┌─ KUTIPAN HALAMAN
Sing salah seleh, ngalah luhur wekasane

Di akhir artikel Pembantaian di Rarawagede Karawang, 1947 saya menutup dengan paragraf:

Den Haag, 14 September 2011.

Tepat di HUT Kabupaten Karawang, 14 September 2011 hakim pengadilan sipil di Den Haag, Belanda, pada sidang rabu sore 14 September 2011 waktu setempat akhirnya mengabulkan gugatan atas pembantaian di Rawagede Karawang.

Setelah butuh lebih dari dua bulan mempelajari pledoi dari pihak penggugat dan tergugat, majelis hakim menyatakan Pemerintah Kerajaan Belanda harus memberi ganti rugi terhadap tujuh janda korban pembantaian massal pasukan Belanda di Desa Rawagede Karawang pada tahun 1947 atawa semasa berkecamuknya perang mempertahankan kemerdekaan Republik Indonesia.
└─
┌─ BARIS DATA
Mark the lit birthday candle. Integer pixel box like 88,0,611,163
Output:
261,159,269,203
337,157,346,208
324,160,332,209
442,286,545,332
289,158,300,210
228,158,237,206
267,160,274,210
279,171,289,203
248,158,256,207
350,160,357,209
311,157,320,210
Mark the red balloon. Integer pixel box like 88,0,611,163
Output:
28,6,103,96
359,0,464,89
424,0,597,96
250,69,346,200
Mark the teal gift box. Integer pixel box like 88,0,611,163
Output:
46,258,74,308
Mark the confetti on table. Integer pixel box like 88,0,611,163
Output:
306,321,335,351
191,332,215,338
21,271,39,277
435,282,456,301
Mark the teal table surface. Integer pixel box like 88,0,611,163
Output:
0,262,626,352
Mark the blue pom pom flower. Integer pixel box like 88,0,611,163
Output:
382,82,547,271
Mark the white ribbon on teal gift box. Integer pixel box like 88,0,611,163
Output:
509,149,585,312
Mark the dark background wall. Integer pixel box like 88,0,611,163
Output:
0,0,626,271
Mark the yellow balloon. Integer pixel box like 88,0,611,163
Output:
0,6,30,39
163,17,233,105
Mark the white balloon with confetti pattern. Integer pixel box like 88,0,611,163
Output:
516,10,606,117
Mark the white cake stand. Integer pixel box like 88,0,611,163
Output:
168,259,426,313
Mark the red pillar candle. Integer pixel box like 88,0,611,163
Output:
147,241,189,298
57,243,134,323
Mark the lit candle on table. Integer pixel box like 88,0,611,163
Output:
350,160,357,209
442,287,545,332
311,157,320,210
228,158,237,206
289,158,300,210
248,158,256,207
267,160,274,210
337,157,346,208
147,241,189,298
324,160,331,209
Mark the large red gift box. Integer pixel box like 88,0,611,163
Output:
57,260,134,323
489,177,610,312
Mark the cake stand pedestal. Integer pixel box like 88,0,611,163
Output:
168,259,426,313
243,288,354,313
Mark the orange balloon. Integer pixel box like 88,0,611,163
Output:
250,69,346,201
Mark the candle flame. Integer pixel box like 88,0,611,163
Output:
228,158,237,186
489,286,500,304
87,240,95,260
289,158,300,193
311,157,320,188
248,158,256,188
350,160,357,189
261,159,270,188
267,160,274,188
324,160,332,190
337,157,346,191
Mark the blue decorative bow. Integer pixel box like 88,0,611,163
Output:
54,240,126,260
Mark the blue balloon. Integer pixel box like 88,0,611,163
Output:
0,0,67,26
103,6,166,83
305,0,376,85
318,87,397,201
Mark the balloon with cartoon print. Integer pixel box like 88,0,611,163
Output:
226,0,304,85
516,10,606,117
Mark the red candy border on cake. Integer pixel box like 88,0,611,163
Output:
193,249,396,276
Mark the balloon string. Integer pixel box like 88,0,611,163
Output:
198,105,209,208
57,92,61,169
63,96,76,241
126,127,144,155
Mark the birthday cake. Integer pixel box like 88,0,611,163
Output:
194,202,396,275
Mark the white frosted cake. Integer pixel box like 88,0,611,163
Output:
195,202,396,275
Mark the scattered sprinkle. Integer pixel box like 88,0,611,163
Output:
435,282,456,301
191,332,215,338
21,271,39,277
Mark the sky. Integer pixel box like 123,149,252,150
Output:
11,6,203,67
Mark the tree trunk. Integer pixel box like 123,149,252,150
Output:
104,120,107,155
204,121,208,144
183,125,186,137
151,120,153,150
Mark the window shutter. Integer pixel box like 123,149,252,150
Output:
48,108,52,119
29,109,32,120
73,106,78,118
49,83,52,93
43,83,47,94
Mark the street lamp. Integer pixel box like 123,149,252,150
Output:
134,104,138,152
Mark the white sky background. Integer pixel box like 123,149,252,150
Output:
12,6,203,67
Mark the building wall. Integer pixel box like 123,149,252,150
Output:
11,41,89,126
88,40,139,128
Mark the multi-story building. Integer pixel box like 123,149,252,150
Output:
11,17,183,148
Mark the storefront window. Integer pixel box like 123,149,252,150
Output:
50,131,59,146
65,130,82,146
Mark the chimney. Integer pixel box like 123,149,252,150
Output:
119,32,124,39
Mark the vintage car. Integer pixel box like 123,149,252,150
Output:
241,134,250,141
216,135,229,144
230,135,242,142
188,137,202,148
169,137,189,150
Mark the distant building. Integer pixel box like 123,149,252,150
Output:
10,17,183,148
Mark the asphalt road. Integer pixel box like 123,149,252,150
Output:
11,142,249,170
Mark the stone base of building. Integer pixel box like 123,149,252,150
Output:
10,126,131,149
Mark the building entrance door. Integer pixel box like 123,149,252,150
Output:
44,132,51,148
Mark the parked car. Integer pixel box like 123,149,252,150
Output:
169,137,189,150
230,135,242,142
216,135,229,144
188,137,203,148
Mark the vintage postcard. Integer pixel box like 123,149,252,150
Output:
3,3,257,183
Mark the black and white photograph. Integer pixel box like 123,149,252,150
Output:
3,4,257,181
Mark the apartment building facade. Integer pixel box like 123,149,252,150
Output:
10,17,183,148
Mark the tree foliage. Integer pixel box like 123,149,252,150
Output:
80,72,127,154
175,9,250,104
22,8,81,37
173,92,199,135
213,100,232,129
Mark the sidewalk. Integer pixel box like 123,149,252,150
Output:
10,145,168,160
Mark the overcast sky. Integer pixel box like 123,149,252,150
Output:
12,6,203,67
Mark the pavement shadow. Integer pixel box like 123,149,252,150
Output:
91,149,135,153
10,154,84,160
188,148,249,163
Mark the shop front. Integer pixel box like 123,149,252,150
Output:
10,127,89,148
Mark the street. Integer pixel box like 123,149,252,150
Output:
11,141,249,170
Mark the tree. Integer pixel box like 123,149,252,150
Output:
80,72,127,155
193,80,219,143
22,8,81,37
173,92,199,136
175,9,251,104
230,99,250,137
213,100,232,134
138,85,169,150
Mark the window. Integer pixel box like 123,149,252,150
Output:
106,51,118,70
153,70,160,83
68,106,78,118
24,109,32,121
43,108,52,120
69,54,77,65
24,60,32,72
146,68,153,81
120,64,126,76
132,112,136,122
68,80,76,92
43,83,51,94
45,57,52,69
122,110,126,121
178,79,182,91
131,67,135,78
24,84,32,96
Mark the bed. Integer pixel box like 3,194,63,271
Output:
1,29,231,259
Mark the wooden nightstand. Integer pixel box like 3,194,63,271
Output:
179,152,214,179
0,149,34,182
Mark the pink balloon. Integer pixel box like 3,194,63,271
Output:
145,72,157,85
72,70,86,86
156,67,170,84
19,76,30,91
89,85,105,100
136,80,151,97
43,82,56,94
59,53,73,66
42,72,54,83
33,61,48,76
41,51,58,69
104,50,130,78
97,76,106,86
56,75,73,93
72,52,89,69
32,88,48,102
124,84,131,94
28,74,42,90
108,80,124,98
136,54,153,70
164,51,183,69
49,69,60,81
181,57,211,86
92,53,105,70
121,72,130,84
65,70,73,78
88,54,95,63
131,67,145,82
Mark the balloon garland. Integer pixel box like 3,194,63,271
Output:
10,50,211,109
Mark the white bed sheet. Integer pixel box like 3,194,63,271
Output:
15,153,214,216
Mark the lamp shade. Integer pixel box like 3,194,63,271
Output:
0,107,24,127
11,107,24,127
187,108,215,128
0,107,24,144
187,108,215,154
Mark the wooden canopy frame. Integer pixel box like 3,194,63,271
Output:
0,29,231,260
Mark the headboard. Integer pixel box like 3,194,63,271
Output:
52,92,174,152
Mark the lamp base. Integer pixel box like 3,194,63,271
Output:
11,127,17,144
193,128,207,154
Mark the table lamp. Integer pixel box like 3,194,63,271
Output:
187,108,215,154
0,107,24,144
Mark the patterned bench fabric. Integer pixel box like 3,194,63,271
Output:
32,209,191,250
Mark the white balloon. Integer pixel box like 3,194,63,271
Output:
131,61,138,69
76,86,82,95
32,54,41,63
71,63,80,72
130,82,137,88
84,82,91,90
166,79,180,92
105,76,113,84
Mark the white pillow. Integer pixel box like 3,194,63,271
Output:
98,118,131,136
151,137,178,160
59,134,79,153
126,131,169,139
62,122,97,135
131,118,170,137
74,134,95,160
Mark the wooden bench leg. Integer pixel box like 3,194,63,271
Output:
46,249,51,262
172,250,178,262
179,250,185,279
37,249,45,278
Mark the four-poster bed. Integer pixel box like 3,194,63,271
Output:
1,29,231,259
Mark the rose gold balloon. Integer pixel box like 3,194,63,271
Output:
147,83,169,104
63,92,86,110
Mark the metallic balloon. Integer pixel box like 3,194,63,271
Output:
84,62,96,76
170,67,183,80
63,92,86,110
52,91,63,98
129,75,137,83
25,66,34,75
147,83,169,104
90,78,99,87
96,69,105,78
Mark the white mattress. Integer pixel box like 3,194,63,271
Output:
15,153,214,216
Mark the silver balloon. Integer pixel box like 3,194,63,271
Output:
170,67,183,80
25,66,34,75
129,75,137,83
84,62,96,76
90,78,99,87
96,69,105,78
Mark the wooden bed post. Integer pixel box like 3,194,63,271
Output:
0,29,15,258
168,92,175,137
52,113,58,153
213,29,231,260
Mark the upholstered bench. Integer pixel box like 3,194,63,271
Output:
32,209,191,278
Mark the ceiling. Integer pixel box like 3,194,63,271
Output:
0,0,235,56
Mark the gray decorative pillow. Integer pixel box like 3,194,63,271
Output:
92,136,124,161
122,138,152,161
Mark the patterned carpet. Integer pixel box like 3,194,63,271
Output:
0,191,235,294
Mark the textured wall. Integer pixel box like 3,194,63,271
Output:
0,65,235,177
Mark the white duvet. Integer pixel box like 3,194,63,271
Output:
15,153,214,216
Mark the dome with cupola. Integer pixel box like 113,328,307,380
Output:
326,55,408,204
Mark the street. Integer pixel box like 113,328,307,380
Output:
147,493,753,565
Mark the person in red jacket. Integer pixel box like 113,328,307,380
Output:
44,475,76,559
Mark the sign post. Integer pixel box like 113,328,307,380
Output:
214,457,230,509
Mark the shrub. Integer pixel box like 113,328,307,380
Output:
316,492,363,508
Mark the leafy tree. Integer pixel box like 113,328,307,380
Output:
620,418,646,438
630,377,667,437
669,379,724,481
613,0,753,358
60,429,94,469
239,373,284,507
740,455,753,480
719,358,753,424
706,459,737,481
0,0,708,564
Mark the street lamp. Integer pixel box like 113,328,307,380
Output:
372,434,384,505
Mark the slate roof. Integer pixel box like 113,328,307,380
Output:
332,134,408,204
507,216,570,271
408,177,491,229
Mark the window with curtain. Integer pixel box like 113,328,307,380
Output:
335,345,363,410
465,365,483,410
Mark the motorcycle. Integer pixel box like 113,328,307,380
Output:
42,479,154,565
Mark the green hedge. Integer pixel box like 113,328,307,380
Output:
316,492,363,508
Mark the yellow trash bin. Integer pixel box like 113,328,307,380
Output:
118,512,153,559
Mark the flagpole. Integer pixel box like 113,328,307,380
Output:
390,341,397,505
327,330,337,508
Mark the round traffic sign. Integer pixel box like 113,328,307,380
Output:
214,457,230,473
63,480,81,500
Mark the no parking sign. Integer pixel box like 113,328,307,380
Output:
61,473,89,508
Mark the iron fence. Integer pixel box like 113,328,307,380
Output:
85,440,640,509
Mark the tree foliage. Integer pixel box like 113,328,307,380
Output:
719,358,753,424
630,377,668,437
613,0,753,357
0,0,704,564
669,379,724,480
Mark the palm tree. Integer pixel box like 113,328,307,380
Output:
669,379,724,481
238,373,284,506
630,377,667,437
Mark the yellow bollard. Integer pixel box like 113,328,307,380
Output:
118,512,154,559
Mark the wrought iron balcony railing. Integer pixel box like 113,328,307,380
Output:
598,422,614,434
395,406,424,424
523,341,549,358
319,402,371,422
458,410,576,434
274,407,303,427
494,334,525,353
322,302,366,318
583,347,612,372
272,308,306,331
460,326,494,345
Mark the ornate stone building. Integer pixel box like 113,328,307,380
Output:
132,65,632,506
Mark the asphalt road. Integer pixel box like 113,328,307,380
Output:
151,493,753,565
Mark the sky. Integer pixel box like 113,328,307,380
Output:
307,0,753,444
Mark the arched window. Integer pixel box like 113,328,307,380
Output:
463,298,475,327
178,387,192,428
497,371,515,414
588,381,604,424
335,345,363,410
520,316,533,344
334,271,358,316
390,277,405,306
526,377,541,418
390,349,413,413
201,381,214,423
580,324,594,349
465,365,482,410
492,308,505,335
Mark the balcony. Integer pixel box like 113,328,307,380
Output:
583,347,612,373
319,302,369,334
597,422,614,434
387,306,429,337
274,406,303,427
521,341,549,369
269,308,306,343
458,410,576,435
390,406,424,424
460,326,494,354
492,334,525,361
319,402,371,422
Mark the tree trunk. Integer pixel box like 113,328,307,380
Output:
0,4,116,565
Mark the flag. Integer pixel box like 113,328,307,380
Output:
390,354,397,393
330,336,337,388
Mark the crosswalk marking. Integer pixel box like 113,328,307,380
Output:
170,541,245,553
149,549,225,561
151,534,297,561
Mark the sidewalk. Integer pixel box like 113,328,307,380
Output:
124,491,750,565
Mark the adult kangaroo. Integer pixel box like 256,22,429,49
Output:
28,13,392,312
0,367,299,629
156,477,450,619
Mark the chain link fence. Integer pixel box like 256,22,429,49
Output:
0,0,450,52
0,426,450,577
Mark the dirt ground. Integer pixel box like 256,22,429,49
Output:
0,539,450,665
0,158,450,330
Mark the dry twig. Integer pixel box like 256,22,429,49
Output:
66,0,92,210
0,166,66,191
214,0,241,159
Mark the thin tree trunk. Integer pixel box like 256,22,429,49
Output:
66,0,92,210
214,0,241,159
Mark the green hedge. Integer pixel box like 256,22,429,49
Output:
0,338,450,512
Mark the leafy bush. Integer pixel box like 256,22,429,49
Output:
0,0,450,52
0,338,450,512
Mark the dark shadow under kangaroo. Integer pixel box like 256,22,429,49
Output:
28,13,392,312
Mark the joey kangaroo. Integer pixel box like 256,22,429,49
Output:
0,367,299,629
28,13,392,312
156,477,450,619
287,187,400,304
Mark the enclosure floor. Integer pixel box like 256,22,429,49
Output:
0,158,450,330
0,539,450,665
└─
» **TUGAS LATIHAN A**: Tentukan apakah setiap pernyataan berikut sesuai dengan kutipan halaman di atas. Jawab ya atau tidak, lalu kutip kata-kata penentunya persis dari kutipan halaman: (i) Hakim mengabulkan gugatan pada sidang hari Rabu sore. (ii) Majelis hakim mempelajari pledoi kedua pihak selama kurang dari satu bulan. (iii) Ganti rugi harus diberikan kepada sepuluh janda korban.
» **TUGAS LATIHAN B**: Salin bagian kutipan halaman di atas yang terletak antara "Sing salah seleh, ngalah" dan "kemerdekaan Republik Indonesia.", termasuk kedua batas tersebut.

» **JAWABAN LATIHAN A**:
(i) Ya: "pada sidang rabu sore 14 September 2011 waktu setempat akhirnya mengabulkan gugatan atas pembantaian di Rawagede Karawang"
(ii) Tidak: "butuh lebih dari dua bulan mempelajari pledoi dari pihak penggugat dan tergugat"
(iii) Tidak: "harus memberi ganti rugi terhadap tujuh janda korban"

» **JAWABAN LATIHAN B**:
Sing salah seleh, ngalah luhur wekasane

Di akhir artikel Pembantaian di Rarawagede Karawang, 1947 saya menutup dengan paragraf:

Den Haag, 14 September 2011.

Tepat di HUT Kabupaten Karawang, 14 September 2011 hakim pengadilan sipil di Den Haag, Belanda, pada sidang rabu sore 14 September 2011 waktu setempat akhirnya mengabulkan gugatan atas pembantaian di Rawagede Karawang.

Setelah butuh lebih dari dua bulan mempelajari pledoi dari pihak penggugat dan tergugat, majelis hakim menyatakan Pemerintah Kerajaan Belanda harus memberi ganti rugi terhadap tujuh janda korban pembantaian massal pasukan Belanda di Desa Rawagede Karawang pada tahun 1947 atawa semasa berkecamuknya perang mempertahankan kemerdekaan Republik Indonesia.